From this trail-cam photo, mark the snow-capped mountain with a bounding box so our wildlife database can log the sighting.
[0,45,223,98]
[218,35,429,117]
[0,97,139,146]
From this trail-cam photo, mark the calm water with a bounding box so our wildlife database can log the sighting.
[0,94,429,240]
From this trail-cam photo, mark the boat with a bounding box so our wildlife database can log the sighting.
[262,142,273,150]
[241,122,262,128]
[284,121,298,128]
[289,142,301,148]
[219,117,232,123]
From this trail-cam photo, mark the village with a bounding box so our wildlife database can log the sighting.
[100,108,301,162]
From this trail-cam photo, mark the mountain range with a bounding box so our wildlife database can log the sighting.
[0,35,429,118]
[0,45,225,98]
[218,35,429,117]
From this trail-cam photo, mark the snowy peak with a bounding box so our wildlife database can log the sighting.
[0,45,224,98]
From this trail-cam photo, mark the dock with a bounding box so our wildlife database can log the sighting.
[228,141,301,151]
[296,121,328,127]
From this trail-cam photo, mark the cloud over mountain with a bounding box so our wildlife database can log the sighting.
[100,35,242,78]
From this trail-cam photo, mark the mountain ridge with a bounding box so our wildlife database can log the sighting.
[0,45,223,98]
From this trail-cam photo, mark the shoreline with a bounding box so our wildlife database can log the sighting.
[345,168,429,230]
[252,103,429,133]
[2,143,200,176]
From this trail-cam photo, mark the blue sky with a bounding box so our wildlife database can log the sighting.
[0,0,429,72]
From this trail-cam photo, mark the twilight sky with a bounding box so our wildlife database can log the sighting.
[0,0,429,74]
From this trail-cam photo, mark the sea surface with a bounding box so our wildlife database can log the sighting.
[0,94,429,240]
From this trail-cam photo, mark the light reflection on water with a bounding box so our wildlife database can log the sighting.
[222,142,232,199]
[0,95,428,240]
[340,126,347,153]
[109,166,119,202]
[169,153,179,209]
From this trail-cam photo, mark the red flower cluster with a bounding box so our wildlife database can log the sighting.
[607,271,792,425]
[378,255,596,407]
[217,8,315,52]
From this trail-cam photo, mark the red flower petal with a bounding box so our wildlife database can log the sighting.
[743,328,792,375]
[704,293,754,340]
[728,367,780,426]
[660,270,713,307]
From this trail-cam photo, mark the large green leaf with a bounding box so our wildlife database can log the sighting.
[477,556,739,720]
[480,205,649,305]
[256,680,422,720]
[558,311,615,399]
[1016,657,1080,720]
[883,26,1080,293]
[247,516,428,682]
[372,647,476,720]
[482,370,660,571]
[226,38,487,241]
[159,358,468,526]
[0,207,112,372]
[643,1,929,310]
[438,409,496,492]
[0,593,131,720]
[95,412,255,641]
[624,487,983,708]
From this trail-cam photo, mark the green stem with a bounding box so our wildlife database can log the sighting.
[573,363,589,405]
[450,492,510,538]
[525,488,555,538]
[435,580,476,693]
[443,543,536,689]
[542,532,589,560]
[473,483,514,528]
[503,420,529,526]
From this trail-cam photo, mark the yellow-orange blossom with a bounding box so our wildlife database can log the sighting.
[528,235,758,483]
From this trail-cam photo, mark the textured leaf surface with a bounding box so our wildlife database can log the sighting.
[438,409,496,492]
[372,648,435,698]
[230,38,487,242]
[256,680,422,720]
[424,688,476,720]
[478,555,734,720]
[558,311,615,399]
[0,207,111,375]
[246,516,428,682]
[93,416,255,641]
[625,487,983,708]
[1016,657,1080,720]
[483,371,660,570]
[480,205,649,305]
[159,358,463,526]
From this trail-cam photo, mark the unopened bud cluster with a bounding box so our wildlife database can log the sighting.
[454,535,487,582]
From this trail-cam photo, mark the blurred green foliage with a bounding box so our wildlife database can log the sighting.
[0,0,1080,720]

*Task directions*
Turn every line of the records above into a JSON list of strings, one string per line, leaving out any blank lines.

*Expected answer*
[
  "From this trail-cam photo, mark the snow-capped mountain with a bounding box so our wildlife database can log the sighting.",
  "[0,45,223,98]",
  "[218,35,429,117]",
  "[0,97,139,146]",
  "From this trail-cam photo, mark the calm water with a bounding box so our wildlife database can log the sighting.",
  "[0,94,429,240]",
  "From this trail-cam photo, mark the boat with a bounding box so our wildlife database can log the sighting.",
  "[262,142,273,150]",
  "[241,122,262,128]",
  "[284,121,298,128]",
  "[289,142,301,148]",
  "[219,117,232,123]",
  "From this trail-cam photo, mark the village with a bounding box so our wildlife database can log the sighting.",
  "[100,108,301,162]",
  "From this trail-cam photo, mark the mountain range with a bounding box so our wildlife database can log the sighting.",
  "[0,35,429,118]",
  "[0,45,225,98]",
  "[218,35,429,117]",
  "From this trail-cam photo, mark the snowy peak with a bounding box so our wildlife database can log the sighting.",
  "[0,45,224,98]",
  "From this trail-cam photo, mark the dock with a bounding box so our wildlife database can log the sighting.",
  "[228,141,301,151]",
  "[296,121,328,127]",
  "From this trail-cam photo, mark the cloud over mountain with a bounding box so our wildlife database can log the sighting.",
  "[100,35,242,78]",
  "From this trail-cam photo, mark the mountain ridge with a bounding box so our wildlife database can log the sighting.",
  "[0,45,223,98]",
  "From this trail-cam photo, mark the shoreline with a bounding box so our wildlife database can log the sighting.",
  "[345,168,429,230]",
  "[252,103,429,133]",
  "[2,143,200,176]",
  "From this trail-cam photo, mark the blue sky with a bounding box so our wildlife database can log the sighting.",
  "[0,0,429,72]",
  "From this trail-cam photo, mark the twilight sky with a bounding box so our wildlife database can log the sighting.",
  "[0,0,429,74]",
  "From this trail-cam photo, mark the sea surface with a bounding box so our wildlife database can log the sighting.",
  "[0,94,429,240]",
  "From this trail-cam photo, mark the light reflection on water with a bounding box so our wildlife database can log the sighting.",
  "[222,142,232,199]",
  "[0,95,428,240]",
  "[340,126,347,153]",
  "[109,166,119,202]",
  "[169,153,179,209]",
  "From this trail-cam photo, mark the red flower cluster with a bounding box so our wildlife database can log the sighting.",
  "[607,271,792,425]",
  "[378,255,596,407]",
  "[217,8,315,52]",
  "From this trail-cam photo, mark the red flower petal with a bounding box so our wildlife database can log the sighting.",
  "[743,328,792,375]",
  "[704,293,754,340]",
  "[728,367,780,426]",
  "[660,270,713,307]",
  "From this trail-cam photo, mark the large green leaf with a bounding box so our wildlife database can log the sighting.",
  "[477,556,739,720]",
  "[480,205,649,305]",
  "[256,680,422,720]",
  "[558,311,615,399]",
  "[1016,657,1080,720]",
  "[883,26,1080,293]",
  "[247,516,428,682]",
  "[372,647,476,720]",
  "[482,370,660,571]",
  "[226,38,487,241]",
  "[159,358,468,526]",
  "[0,207,112,372]",
  "[643,1,929,310]",
  "[438,409,496,492]",
  "[0,593,131,720]",
  "[95,412,255,641]",
  "[624,487,983,708]",
  "From this trail-cam photo, mark the green stem with a bounding box so our wildlife database can log the sighting.",
  "[573,363,589,405]",
  "[450,492,510,538]",
  "[525,488,555,538]",
  "[435,580,476,693]",
  "[443,543,536,689]",
  "[542,532,589,560]",
  "[473,483,514,528]",
  "[503,420,529,526]",
  "From this trail-cam photo, mark the yellow-orange blossom with a bounding box so our wildlife database can log the sighting.",
  "[528,235,758,483]",
  "From this trail-cam photo, mark the textured leaf surface with a bounding box so our wildlife database can log the sighting.",
  "[438,409,496,492]",
  "[372,648,435,698]",
  "[230,38,487,242]",
  "[256,680,422,720]",
  "[424,688,476,720]",
  "[478,555,734,720]",
  "[558,311,615,399]",
  "[0,207,111,375]",
  "[246,516,428,682]",
  "[93,416,255,641]",
  "[625,487,983,708]",
  "[1016,657,1080,720]",
  "[483,371,660,570]",
  "[480,205,649,305]",
  "[159,358,463,526]",
  "From this trail-cam photo, mark the unopened bud cluster with a bounding box so our wildlife database can log the sighting.",
  "[454,535,487,582]",
  "From this trail-cam photo, mark the blurred green foliage with a bounding box so our wildlife database can log the sighting.",
  "[0,0,1080,720]"
]